- **Problems to solve**:
A. Summarize the film accessibility text in two sentences.
B. Update the film accessibility text from "Fung says there" up to and including "fully without sound.", changing "council" to "commission".

- **Document extract**:
BEGIN

In fact, not much money or skills are needed to produce movie DVDs with audio description. Distributors admit they can cover the costs by selling just 1,000 copies. Yet inertia seems to have overtaken the idea of making more movies available with audio description.

Fung says there is a limit to what the FDC can do and it will not consider proposing any legislation to control or restrict the film industry. It is not compulsory for film producers to add audio description to their productions.

Fung says that what the council is doing is providing financial support to cultivate expertise and promoting the audio description service to DVD distributors.

While narration and sound can bring the visual medium of film alive for visually-impaired audiences, the deaf can also experience cinema just as fully without sound.

Last month saw the second Hong Kong International Deaf Film Festival (HKIDFF) organised by the Hong Kong Association of the Deaf and held at the Agnes b. Cinema in the Hong Kong Arts Centre.

Adam Ng Ying-yung, the association’s executive, says the views of the deaf are often overlooked because they cannot express their thoughts and are considered a minority. People tend to forget that visuals and images are the strengths of the deaf.

END

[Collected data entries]
BEGIN

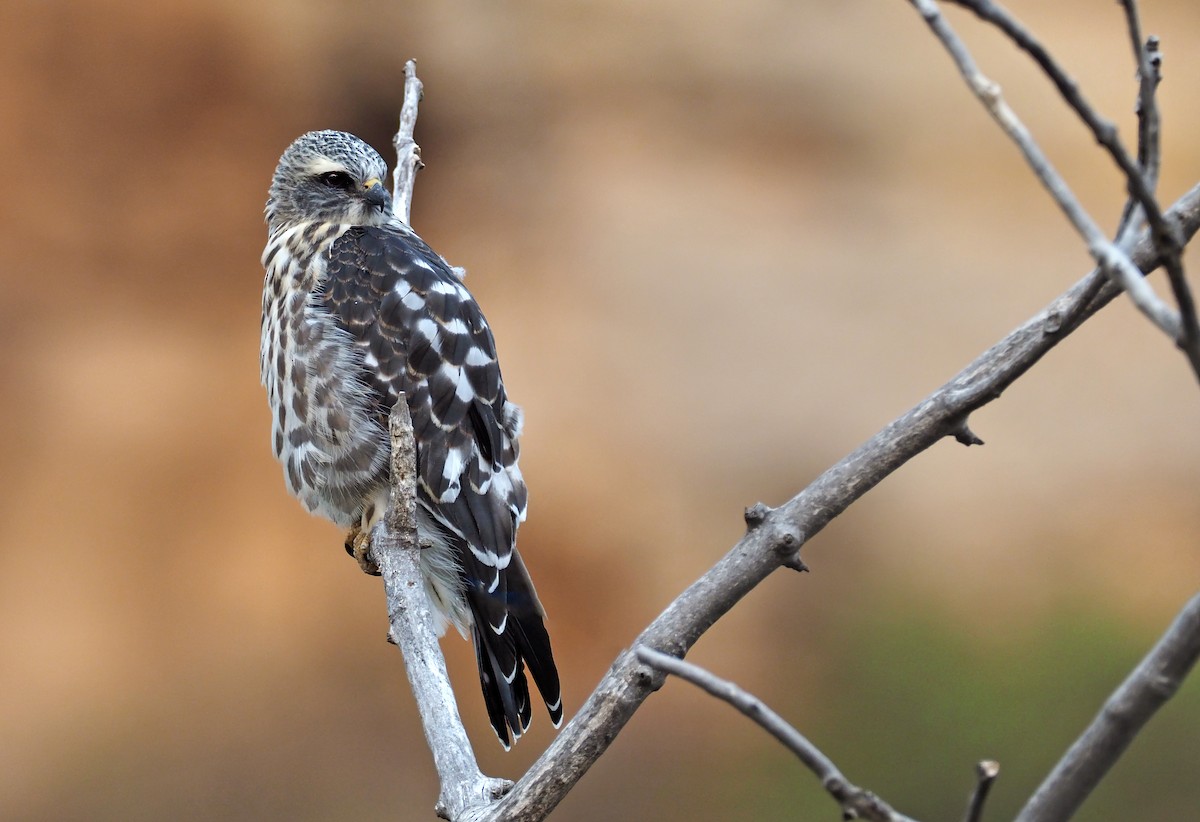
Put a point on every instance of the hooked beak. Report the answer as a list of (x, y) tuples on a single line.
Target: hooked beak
[(376, 195)]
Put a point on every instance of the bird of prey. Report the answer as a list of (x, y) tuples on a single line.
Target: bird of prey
[(358, 311)]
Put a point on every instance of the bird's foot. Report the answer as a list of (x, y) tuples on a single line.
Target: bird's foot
[(358, 545)]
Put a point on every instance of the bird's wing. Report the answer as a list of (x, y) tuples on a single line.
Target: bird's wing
[(423, 334)]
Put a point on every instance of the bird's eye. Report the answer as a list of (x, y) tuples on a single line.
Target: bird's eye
[(337, 180)]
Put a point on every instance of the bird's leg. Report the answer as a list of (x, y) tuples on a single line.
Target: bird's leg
[(358, 545)]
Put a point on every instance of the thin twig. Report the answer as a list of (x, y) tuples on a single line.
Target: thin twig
[(1149, 61), (774, 535), (1152, 683), (985, 774), (855, 802), (395, 549), (1182, 328), (408, 153)]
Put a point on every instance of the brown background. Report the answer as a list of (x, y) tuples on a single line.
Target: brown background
[(720, 244)]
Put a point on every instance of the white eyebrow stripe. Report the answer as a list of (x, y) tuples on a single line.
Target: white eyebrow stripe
[(324, 165)]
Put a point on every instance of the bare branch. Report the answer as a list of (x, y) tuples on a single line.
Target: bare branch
[(985, 774), (1107, 255), (408, 153), (855, 802), (396, 552), (1152, 683), (775, 535), (1150, 63)]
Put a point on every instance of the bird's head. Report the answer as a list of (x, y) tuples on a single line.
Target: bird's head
[(329, 177)]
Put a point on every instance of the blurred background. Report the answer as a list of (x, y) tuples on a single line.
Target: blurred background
[(721, 245)]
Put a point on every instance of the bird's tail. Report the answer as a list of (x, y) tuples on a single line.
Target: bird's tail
[(503, 655)]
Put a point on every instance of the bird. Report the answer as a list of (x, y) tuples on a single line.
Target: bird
[(359, 311)]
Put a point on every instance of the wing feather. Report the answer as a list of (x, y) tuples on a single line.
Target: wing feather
[(424, 335)]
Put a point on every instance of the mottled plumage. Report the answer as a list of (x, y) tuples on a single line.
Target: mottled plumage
[(357, 309)]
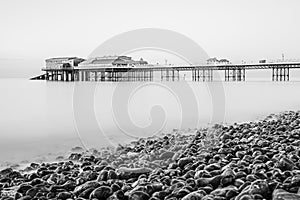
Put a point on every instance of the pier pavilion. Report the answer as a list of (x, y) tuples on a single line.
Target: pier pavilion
[(123, 68)]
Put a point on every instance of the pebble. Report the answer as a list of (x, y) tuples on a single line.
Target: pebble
[(254, 160)]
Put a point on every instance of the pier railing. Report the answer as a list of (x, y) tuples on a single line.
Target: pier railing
[(232, 72)]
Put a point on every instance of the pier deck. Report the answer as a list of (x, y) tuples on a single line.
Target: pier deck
[(233, 72)]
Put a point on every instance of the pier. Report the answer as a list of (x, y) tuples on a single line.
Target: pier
[(232, 72)]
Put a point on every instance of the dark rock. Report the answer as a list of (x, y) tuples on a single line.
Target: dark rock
[(184, 161), (64, 195), (138, 195), (193, 196), (285, 164), (280, 194), (101, 193)]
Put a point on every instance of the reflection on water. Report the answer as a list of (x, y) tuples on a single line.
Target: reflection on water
[(37, 118)]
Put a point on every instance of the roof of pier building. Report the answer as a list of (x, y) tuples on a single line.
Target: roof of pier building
[(223, 60), (109, 61), (62, 62)]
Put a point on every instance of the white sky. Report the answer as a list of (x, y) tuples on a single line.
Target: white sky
[(33, 30)]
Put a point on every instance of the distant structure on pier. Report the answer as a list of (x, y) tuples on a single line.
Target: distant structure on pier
[(215, 61), (63, 62), (111, 61), (124, 68)]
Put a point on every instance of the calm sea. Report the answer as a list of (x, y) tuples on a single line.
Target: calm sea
[(40, 120)]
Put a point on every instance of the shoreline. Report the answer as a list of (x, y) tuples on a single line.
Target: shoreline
[(250, 160)]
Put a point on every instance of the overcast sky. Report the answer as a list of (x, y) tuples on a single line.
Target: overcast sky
[(33, 30)]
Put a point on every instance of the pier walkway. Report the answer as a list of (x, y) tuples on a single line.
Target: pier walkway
[(233, 72)]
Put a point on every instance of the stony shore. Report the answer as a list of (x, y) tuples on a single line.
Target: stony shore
[(255, 160)]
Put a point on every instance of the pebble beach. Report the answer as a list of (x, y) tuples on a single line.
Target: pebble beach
[(245, 161)]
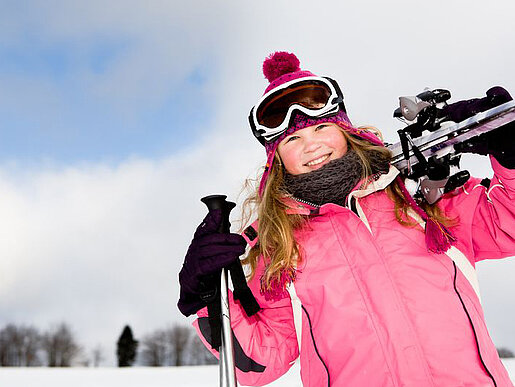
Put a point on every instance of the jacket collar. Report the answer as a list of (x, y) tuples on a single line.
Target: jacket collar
[(295, 206)]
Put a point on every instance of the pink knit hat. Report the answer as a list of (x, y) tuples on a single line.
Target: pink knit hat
[(281, 67)]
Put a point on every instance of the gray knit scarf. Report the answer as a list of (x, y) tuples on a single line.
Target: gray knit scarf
[(335, 180)]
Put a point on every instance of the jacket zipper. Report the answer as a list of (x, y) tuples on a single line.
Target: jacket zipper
[(315, 346), (472, 325)]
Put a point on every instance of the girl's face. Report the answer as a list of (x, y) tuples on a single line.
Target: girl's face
[(311, 148)]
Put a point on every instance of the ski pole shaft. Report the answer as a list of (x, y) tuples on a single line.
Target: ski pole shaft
[(226, 363)]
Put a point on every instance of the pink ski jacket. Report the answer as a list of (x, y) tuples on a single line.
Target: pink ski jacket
[(374, 307)]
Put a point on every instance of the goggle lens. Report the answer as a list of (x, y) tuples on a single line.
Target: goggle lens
[(310, 94)]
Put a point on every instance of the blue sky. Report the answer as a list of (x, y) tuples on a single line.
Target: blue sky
[(59, 97), (51, 111)]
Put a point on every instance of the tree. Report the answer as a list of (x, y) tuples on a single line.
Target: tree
[(178, 339), (97, 355), (126, 348), (176, 345), (19, 346), (60, 346), (155, 351)]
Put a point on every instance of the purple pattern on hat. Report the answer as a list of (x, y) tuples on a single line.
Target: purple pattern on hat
[(287, 78)]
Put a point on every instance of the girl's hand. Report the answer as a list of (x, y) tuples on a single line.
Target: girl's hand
[(209, 252)]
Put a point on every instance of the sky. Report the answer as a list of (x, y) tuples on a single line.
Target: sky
[(117, 117)]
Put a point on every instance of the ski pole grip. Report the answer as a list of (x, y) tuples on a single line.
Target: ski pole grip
[(219, 202)]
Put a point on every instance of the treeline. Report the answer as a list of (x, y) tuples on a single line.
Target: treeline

END

- **Responses per task**:
A. Producing audio-described movie DVDs takes little money or skill, and distributors say 1,000 copies cover the costs, yet inertia has held back wider availability, and Fung says the FDC will not propose legislation but is funding expertise and promoting the service to DVD distributors. Last month the Hong Kong Association of the Deaf held the second Hong Kong International Deaf Film Festival, and its executive, Adam Ng Ying-yung, says the views of the deaf are often overlooked.

B.
Fung says there is a limit to what the FDC can do and it will not consider proposing any legislation to control or restrict the film industry. It is not compulsory for film producers to add audio description to their productions.

Fung says that what the commission is doing is providing financial support to cultivate expertise and promoting the audio description service to DVD distributors.

While narration and sound can bring the visual medium of film alive for visually-impaired audiences, the deaf can also experience cinema just as fully without sound.